- _DIRECTIONS_:
The following data has a line with "Points | one per instance of the bed frame, each" and a line with "Target | window pane". Write out exactly those lines and all the lines between them.

- _DATA SUPPLIED_:

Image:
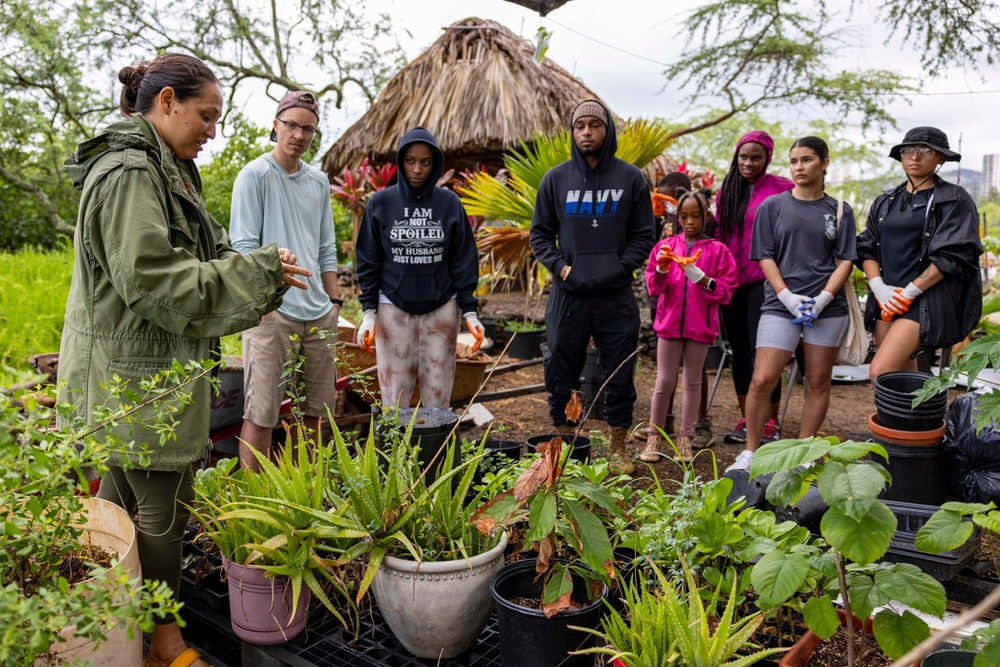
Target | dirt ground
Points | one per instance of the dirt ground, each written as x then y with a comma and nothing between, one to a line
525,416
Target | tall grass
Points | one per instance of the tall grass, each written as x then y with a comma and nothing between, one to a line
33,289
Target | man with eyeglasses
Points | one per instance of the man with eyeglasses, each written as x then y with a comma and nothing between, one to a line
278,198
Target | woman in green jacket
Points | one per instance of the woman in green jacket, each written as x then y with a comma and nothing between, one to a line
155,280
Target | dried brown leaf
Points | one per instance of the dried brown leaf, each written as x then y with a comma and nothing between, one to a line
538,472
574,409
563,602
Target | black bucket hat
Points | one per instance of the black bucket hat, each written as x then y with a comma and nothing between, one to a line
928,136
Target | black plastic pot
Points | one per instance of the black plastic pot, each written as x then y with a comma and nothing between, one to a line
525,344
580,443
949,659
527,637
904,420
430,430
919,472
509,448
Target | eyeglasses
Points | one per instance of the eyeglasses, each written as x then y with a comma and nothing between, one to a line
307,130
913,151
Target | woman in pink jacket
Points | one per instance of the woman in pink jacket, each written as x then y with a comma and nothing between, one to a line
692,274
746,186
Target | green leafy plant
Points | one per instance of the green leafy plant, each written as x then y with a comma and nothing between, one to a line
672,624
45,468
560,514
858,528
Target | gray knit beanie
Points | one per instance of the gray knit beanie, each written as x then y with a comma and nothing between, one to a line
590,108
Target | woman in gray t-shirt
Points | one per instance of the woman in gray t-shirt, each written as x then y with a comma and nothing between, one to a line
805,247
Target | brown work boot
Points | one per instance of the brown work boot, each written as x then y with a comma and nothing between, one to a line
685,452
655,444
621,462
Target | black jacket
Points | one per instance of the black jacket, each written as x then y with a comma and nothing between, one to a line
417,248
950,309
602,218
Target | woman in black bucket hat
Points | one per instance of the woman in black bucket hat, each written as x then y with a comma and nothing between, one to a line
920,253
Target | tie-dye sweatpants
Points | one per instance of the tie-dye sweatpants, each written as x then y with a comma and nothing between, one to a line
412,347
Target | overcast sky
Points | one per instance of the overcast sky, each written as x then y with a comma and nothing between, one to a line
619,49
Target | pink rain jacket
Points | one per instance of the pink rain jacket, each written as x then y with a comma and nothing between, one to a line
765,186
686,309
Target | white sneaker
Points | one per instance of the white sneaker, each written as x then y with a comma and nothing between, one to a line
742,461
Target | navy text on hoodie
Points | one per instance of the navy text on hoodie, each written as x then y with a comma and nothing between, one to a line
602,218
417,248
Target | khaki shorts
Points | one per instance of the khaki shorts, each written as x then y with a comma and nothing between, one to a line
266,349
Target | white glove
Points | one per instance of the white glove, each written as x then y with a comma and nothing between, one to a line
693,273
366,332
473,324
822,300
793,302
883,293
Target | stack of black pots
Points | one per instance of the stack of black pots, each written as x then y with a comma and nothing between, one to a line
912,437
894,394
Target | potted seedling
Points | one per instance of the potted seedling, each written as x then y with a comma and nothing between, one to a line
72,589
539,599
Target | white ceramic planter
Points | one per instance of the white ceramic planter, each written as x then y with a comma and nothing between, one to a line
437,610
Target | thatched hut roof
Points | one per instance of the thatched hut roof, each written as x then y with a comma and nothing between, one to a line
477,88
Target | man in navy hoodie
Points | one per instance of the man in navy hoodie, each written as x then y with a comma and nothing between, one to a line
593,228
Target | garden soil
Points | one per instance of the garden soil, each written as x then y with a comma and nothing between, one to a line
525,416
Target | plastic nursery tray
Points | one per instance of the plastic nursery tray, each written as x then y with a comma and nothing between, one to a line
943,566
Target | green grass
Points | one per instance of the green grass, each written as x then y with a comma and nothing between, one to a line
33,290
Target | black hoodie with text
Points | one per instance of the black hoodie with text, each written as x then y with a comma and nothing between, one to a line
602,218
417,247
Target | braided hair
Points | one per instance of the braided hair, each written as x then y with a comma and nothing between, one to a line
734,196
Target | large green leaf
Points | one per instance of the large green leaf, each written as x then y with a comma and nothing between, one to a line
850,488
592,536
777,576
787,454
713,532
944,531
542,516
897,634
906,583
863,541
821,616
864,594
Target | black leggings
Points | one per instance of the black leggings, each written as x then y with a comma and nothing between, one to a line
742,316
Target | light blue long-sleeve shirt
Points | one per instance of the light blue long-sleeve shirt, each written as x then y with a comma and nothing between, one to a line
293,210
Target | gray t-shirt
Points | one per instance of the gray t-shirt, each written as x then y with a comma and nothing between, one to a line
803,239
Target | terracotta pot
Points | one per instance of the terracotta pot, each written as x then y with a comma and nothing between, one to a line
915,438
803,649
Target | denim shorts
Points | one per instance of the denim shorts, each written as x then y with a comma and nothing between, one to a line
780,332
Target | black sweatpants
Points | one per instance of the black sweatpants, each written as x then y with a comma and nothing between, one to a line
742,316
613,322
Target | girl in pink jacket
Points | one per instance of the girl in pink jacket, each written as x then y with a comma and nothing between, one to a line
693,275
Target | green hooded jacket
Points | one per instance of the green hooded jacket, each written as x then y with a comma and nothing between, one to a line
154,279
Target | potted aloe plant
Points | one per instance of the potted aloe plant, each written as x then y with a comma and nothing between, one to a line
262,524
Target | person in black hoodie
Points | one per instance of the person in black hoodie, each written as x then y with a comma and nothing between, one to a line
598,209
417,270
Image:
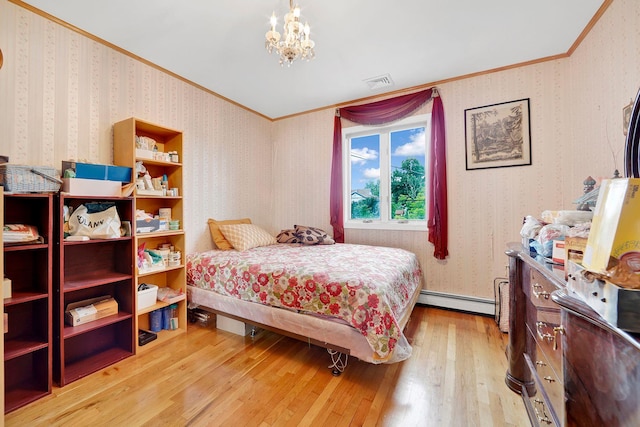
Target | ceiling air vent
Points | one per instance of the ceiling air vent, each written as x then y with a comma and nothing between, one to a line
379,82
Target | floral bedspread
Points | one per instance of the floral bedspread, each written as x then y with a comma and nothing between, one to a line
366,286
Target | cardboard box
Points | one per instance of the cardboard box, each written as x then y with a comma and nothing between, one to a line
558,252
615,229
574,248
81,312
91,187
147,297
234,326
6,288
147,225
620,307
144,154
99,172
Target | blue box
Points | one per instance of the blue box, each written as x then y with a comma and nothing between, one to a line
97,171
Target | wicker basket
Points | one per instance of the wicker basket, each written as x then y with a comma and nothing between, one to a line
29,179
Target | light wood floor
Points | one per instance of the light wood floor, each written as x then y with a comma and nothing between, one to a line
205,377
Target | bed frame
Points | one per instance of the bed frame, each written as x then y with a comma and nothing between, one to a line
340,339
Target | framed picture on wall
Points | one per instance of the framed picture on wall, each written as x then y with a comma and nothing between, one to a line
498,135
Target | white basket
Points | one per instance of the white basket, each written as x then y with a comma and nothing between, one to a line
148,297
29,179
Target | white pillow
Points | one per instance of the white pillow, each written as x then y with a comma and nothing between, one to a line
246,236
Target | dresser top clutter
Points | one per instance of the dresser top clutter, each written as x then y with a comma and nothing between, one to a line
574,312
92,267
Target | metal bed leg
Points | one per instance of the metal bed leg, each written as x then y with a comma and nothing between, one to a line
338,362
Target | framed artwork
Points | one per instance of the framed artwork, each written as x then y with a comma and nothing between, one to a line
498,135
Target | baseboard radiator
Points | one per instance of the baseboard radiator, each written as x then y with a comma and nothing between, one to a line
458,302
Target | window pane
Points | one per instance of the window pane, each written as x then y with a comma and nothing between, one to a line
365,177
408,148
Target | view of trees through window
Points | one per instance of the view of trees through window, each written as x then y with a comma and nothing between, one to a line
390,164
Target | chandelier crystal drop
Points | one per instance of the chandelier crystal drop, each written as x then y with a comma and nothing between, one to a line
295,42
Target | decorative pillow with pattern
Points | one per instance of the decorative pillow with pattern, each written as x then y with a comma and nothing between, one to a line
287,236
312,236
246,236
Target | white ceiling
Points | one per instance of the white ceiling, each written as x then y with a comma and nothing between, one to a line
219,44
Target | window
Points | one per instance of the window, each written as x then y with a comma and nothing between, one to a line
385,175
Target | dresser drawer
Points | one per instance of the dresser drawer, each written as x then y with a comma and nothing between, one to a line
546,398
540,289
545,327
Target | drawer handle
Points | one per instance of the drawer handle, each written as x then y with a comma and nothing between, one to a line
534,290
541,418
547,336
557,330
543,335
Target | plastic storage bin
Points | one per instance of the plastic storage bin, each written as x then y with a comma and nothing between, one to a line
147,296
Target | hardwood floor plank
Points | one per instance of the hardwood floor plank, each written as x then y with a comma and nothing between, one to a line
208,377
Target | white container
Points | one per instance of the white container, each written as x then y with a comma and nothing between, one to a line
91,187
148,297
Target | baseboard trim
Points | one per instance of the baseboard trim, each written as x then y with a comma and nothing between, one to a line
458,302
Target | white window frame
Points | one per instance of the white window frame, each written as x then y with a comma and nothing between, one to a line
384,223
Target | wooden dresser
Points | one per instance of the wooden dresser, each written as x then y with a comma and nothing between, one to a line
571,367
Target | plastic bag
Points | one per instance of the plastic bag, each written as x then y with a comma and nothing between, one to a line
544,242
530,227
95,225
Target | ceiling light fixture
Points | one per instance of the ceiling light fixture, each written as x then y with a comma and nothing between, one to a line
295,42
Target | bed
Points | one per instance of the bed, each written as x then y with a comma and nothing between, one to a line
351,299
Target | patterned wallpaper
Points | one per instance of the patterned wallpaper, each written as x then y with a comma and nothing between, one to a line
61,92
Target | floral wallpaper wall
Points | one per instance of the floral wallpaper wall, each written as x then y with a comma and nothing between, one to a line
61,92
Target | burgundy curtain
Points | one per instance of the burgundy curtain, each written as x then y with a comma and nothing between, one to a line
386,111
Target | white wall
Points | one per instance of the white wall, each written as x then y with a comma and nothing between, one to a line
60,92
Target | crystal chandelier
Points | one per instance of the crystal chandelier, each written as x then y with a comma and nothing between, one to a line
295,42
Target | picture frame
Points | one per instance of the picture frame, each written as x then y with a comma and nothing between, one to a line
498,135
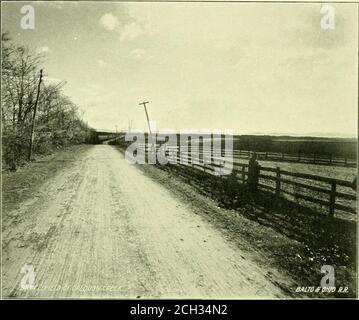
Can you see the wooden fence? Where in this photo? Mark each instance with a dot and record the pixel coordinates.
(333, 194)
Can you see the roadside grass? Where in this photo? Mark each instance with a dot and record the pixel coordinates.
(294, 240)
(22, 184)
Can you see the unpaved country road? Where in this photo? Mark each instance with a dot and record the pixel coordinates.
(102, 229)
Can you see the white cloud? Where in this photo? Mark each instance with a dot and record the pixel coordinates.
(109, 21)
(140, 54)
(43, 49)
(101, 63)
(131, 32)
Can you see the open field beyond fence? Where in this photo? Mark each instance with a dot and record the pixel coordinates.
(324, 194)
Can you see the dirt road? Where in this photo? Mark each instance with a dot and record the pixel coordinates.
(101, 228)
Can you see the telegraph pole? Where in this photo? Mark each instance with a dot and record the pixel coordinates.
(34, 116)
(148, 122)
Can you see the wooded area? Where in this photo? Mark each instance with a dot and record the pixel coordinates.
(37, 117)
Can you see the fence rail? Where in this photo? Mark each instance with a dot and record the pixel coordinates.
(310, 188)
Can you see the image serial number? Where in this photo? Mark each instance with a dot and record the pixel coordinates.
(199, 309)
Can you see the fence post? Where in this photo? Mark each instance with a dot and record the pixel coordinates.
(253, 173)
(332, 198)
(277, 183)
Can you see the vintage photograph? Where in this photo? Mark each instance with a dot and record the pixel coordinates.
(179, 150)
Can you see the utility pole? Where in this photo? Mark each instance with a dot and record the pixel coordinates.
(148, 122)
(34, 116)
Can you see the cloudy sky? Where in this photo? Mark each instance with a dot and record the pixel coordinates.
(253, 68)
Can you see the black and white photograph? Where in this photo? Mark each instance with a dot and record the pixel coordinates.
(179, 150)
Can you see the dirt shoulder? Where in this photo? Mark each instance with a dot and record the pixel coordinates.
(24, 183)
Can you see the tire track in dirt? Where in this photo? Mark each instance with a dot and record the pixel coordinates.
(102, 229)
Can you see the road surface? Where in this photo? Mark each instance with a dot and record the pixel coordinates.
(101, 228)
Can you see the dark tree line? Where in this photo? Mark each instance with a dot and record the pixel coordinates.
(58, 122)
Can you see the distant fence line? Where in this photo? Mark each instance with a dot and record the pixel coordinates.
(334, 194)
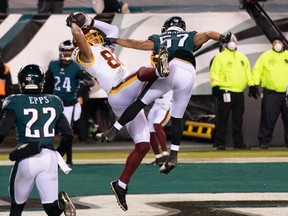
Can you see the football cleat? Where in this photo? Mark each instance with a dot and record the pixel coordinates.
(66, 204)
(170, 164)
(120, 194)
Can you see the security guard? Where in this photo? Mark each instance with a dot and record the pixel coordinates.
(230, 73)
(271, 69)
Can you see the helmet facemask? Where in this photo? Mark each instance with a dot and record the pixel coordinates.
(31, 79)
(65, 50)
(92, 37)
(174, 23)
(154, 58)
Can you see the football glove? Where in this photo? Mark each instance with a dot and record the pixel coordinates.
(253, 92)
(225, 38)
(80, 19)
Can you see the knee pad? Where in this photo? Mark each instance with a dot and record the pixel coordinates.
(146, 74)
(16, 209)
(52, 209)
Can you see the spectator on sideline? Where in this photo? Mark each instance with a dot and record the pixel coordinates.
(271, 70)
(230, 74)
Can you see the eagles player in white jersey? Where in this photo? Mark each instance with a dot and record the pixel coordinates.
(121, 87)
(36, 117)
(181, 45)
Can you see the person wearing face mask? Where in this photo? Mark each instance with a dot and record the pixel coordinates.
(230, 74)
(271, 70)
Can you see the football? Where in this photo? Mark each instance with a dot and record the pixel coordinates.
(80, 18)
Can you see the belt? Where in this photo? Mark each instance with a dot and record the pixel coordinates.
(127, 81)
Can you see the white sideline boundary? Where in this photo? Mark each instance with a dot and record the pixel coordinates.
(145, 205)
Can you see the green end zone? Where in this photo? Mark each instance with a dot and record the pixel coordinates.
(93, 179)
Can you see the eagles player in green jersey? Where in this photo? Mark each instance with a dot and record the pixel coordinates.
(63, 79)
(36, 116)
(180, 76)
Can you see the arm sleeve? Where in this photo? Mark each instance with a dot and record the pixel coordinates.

- _SOLUTION TO THIS PROBLEM_:
Points | one per instance of the bed frame, each written as x then y with a comma and nothing between, one to a line
340,339
Target | framed picture on wall
Points | one per instance of the framed picture on wall, each written as x then y with a comma and nothing between, one to a line
498,135
Target | white basket
Points | one per instance of the white basket, each written as x then y with a comma and nothing between, one to a line
148,297
29,179
Target | white pillow
Points | one per instance of the white pillow, each written as x then y with a comma and nothing between, one to a line
246,236
Target | dresser top clutter
Points | one per instance of the dresser top clutter, each written as x then y with a comma and nothing between, one to a line
574,312
92,267
Target | metal bed leg
Points | one per instance of the metal bed leg, each written as x then y with a comma and nothing between, one to a line
338,362
Target | framed artwork
Points | one per instance of the framed artwork, each written as x then y with a comma and nothing between, one to a line
498,135
Target | baseboard radiator
Points | one per instance of the baseboard radiator, each written as x then y with a comma and nothing between, one to a line
458,302
Target | window pane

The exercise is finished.